## Work to be completed
Reproduce the records verbatim, from their first line through the line containing "0 73 160 90", with both of those lines included. Leave the pictures out of the answer.

## Exercise data

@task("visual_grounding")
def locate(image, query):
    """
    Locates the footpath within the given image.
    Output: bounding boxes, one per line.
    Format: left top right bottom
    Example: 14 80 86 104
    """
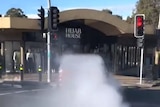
115 75 160 89
0 73 160 90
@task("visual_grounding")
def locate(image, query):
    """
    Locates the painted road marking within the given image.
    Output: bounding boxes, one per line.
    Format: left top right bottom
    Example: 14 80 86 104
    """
0 89 47 96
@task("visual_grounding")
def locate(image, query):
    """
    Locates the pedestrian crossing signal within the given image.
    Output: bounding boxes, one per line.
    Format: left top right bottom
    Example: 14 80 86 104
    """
134 14 145 38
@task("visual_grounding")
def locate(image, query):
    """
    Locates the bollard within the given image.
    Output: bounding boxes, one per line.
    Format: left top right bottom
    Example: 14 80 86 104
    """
19 64 24 81
38 65 42 81
0 65 2 78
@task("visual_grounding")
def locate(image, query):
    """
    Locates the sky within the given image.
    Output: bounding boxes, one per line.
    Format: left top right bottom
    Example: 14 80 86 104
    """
0 0 137 19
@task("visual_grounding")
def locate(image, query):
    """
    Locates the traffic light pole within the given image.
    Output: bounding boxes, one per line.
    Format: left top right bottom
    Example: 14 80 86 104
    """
47 0 51 83
139 38 144 84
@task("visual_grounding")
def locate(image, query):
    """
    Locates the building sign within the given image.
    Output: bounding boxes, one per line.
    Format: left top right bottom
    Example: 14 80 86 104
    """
65 28 82 39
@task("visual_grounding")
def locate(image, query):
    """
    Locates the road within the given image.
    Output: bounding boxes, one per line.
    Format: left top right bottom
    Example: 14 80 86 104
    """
0 83 160 107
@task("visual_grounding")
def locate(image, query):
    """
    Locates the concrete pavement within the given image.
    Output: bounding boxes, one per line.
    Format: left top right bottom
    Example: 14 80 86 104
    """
114 75 160 89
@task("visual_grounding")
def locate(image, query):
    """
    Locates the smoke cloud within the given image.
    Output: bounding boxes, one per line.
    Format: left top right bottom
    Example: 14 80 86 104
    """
54 54 129 107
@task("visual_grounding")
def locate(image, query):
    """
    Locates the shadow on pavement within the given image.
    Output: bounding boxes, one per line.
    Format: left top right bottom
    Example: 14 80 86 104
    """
123 86 160 105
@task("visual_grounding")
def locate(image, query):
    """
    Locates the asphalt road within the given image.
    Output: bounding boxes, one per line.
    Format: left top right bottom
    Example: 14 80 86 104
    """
0 83 160 107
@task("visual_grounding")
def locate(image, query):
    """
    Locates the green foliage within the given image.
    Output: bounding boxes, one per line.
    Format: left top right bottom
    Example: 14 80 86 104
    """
5 8 27 18
102 9 112 14
115 15 123 20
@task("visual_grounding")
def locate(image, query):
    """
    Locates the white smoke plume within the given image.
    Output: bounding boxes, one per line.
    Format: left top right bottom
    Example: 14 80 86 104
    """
54 54 129 107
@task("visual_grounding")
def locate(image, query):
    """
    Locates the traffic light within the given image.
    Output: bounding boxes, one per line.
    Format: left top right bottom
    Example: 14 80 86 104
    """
49 7 59 31
134 14 145 38
38 6 45 31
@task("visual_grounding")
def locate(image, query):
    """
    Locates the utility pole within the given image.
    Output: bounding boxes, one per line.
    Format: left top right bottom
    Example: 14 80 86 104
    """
47 0 51 83
134 14 145 84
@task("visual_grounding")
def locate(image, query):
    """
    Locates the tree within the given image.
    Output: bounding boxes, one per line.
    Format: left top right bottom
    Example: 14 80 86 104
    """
5 8 27 18
115 15 123 20
102 9 112 14
126 0 160 27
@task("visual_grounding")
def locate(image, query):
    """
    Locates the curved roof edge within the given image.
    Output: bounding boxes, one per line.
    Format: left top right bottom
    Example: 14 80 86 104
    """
0 9 154 34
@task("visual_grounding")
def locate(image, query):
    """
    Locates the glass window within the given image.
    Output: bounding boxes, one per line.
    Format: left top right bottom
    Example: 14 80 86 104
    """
5 41 20 72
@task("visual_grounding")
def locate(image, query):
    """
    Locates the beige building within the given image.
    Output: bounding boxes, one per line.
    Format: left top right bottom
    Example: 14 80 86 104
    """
0 9 156 75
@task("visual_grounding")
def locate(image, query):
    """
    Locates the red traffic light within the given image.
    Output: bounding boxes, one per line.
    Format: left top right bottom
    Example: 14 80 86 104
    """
136 16 143 27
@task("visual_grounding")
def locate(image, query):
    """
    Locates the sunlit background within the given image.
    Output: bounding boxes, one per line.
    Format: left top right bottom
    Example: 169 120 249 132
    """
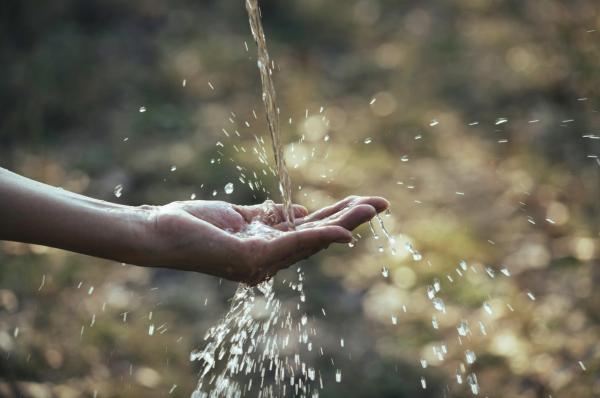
0 0 600 398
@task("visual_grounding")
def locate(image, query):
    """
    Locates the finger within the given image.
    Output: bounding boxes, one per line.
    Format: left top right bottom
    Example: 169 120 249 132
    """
298 196 390 223
298 205 377 231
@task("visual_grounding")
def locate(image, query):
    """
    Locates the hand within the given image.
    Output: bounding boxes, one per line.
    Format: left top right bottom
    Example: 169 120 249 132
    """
144 196 389 285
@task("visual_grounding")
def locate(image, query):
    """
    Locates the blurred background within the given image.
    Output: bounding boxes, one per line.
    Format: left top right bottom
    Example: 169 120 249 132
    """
0 0 600 398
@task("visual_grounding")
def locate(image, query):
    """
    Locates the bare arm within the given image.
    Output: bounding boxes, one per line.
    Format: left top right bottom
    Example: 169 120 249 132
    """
0 168 388 283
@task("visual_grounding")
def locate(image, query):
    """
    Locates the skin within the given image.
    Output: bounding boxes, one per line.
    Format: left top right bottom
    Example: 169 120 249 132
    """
0 168 389 285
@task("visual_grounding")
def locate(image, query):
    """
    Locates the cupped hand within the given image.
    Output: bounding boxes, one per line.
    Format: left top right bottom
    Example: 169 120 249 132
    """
144 196 389 285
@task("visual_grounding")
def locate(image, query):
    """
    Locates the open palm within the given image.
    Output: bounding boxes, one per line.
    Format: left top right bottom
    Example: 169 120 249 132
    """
142 196 388 284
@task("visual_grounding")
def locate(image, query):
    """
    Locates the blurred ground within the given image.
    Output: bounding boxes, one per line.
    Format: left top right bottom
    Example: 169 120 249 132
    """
0 0 600 397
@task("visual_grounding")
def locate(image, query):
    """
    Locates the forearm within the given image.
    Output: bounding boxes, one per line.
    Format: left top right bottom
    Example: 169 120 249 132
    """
0 168 151 262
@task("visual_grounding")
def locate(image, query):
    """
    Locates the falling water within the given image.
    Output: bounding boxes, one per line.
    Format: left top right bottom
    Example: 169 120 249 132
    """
241 0 294 229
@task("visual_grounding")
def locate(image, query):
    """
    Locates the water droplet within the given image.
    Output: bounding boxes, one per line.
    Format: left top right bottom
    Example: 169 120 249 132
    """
483 301 492 315
427 285 436 300
431 297 446 313
456 320 470 336
465 350 477 365
335 369 342 383
467 373 479 395
381 265 390 278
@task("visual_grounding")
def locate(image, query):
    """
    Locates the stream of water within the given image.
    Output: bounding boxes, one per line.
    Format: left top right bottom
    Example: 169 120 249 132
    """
241 0 294 229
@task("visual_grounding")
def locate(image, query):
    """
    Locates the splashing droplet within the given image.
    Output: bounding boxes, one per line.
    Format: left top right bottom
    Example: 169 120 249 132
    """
335 369 342 383
465 350 477 365
467 373 479 395
431 297 446 313
456 320 470 336
483 301 492 315
381 265 390 278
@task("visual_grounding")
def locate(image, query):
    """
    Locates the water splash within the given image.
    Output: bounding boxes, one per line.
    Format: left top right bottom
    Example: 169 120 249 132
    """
246 0 294 229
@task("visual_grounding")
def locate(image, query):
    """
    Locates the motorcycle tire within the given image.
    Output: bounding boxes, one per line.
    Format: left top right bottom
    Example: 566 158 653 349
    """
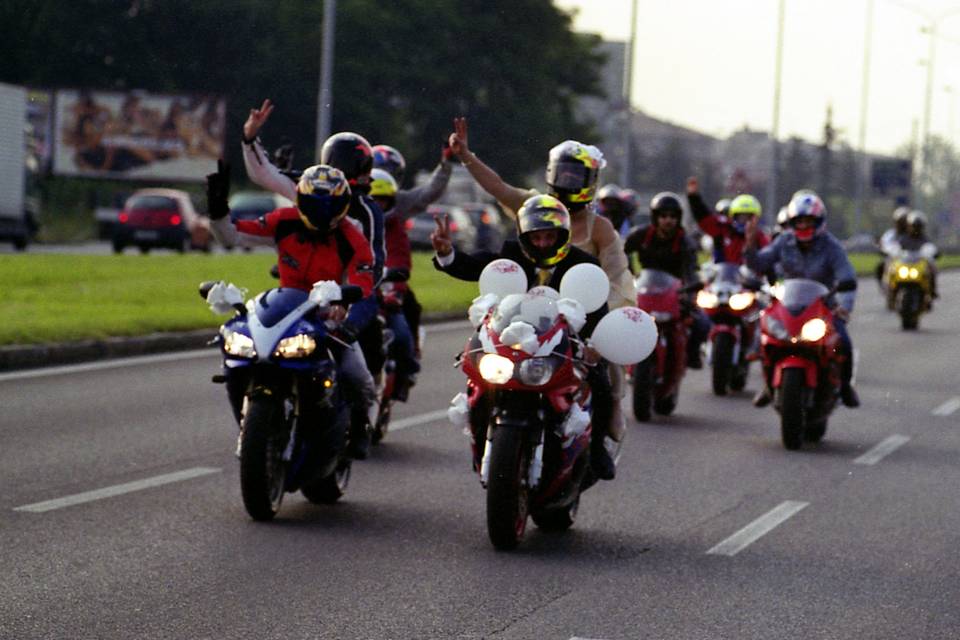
779 369 806 451
487 427 528 551
532 496 580 531
300 460 351 504
633 359 653 422
240 398 289 521
900 287 923 331
713 333 737 396
803 418 827 442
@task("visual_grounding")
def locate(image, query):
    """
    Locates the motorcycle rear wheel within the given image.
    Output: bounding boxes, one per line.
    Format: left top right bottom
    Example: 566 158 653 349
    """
780 369 806 451
240 397 289 521
713 332 736 396
487 427 528 551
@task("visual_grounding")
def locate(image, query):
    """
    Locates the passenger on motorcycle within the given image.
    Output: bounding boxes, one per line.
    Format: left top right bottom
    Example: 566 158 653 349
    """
687 177 770 264
744 189 860 408
207 162 377 459
624 191 710 369
371 144 453 362
431 194 616 480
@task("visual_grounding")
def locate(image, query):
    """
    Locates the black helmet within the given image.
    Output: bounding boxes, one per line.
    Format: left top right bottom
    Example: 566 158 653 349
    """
517 196 570 269
297 164 350 233
547 140 607 209
320 131 373 193
650 191 683 222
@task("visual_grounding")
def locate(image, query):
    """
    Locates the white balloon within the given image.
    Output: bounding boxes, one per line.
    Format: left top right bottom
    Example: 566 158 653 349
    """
590 307 657 365
479 258 527 298
560 262 610 313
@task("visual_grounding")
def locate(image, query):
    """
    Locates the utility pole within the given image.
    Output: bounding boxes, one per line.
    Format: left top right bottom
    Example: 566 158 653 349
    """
316 0 337 163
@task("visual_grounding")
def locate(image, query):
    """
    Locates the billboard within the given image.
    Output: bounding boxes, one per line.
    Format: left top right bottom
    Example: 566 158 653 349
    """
53 90 226 181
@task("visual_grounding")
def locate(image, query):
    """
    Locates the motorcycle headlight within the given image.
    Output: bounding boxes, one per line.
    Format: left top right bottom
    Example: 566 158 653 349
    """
764 316 790 340
800 318 827 342
273 333 317 358
221 329 257 358
519 358 554 387
729 291 754 311
480 353 513 384
697 289 719 309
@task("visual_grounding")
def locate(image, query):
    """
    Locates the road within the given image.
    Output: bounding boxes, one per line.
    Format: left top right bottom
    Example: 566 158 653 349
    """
0 273 960 640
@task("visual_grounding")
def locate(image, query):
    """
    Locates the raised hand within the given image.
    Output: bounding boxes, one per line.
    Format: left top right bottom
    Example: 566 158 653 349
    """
243 98 273 140
430 214 453 258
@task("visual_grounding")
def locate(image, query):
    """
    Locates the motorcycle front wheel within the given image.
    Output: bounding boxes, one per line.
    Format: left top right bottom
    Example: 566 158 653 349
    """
487 427 528 551
780 369 806 451
240 397 289 521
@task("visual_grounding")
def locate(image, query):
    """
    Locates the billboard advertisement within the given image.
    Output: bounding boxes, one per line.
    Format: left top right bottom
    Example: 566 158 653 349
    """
53 90 226 181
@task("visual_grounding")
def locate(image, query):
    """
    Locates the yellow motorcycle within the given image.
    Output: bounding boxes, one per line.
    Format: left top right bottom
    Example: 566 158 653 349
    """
886 246 936 331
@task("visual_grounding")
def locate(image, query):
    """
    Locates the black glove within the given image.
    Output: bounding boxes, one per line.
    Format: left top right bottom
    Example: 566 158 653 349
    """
207 158 230 220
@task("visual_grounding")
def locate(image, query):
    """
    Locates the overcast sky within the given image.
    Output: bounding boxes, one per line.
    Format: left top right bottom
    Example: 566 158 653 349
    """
555 0 960 153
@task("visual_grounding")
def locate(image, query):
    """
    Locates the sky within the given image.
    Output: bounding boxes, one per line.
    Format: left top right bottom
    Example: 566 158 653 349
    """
554 0 960 154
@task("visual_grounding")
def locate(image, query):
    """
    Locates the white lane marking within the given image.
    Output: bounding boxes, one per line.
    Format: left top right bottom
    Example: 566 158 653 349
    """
853 434 910 464
14 467 220 513
387 409 447 431
0 348 220 382
707 500 810 556
932 398 960 416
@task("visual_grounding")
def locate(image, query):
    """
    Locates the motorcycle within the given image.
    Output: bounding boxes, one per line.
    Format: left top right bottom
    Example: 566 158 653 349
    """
200 282 362 521
448 260 655 550
760 278 855 450
630 269 699 422
697 262 760 396
886 243 937 331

## The answer
@task("visual_grounding")
def locate(image, query):
    """
    Locates the footpath within the given image.
    Output: bounding boxes, one per line.
    Format: left top right bottom
    Example: 14 80 86 104
    """
115 75 160 89
0 73 160 90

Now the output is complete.